Pull out every line in the data that has the string "background" in it.

• _Material shown_:
........

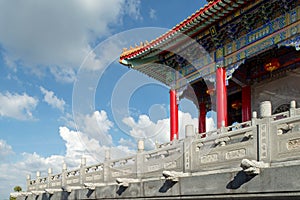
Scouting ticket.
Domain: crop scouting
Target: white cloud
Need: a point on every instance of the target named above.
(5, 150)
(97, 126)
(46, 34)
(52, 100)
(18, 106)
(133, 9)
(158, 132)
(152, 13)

........

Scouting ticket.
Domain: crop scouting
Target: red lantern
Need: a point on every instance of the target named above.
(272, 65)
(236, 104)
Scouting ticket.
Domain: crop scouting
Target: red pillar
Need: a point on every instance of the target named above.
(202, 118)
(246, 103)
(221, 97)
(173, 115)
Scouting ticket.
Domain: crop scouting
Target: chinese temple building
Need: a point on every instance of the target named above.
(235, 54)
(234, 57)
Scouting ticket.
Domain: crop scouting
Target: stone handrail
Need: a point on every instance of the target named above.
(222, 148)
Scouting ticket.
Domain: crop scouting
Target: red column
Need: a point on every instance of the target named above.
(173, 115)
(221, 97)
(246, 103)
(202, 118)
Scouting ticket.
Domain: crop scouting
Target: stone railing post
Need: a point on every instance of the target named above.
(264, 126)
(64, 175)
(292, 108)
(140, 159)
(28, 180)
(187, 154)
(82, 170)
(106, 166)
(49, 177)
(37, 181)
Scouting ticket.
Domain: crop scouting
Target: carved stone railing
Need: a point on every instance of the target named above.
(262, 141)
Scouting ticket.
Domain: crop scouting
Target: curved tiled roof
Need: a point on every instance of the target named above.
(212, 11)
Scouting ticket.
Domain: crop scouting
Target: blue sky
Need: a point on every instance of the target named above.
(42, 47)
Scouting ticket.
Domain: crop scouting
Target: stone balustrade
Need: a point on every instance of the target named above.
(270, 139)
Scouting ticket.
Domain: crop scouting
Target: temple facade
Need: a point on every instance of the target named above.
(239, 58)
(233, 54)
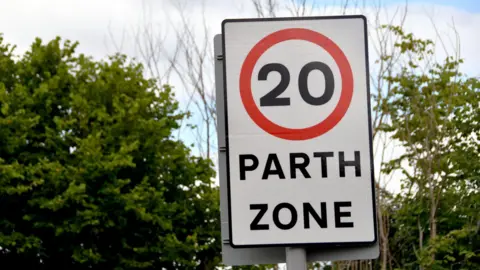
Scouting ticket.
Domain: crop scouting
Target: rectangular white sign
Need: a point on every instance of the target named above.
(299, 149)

........

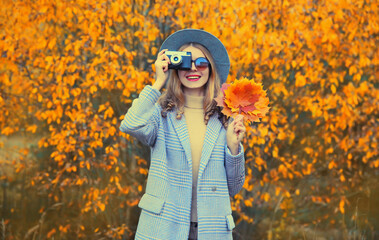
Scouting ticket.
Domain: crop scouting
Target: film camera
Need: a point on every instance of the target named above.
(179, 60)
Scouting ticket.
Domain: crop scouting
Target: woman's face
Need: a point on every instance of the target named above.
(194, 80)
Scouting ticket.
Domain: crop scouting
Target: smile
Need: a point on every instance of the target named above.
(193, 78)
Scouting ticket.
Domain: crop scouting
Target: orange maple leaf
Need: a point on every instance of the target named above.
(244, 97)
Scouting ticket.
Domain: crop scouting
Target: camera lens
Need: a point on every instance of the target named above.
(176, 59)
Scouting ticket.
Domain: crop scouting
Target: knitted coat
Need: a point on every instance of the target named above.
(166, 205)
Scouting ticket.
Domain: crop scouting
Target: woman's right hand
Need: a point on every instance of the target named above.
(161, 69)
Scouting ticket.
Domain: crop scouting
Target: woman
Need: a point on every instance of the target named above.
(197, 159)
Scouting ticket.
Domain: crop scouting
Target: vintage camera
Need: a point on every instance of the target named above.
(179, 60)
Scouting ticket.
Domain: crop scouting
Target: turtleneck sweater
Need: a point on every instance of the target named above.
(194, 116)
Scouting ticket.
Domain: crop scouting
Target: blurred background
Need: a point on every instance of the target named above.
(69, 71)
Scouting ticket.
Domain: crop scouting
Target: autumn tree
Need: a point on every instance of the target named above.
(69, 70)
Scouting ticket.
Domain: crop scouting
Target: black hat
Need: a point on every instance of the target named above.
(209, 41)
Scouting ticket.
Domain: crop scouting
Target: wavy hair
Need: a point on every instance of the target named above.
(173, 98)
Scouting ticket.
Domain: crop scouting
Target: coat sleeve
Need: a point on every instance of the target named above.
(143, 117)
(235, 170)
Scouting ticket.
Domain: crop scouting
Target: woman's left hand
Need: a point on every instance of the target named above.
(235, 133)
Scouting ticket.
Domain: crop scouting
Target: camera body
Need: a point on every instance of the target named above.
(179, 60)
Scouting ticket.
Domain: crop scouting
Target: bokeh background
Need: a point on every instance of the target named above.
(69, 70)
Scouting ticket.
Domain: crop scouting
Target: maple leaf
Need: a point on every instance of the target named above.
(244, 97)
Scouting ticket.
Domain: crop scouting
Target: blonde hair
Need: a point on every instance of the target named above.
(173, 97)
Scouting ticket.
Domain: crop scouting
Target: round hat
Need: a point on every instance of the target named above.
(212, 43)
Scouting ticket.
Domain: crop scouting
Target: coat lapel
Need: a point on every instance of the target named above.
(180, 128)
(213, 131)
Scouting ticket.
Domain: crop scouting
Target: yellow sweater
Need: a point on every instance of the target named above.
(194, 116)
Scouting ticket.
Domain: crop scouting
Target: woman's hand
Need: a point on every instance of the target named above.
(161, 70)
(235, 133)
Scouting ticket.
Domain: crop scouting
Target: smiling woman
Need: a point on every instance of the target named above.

........

• _Answer below_:
Target: blurred background
Target: bokeh background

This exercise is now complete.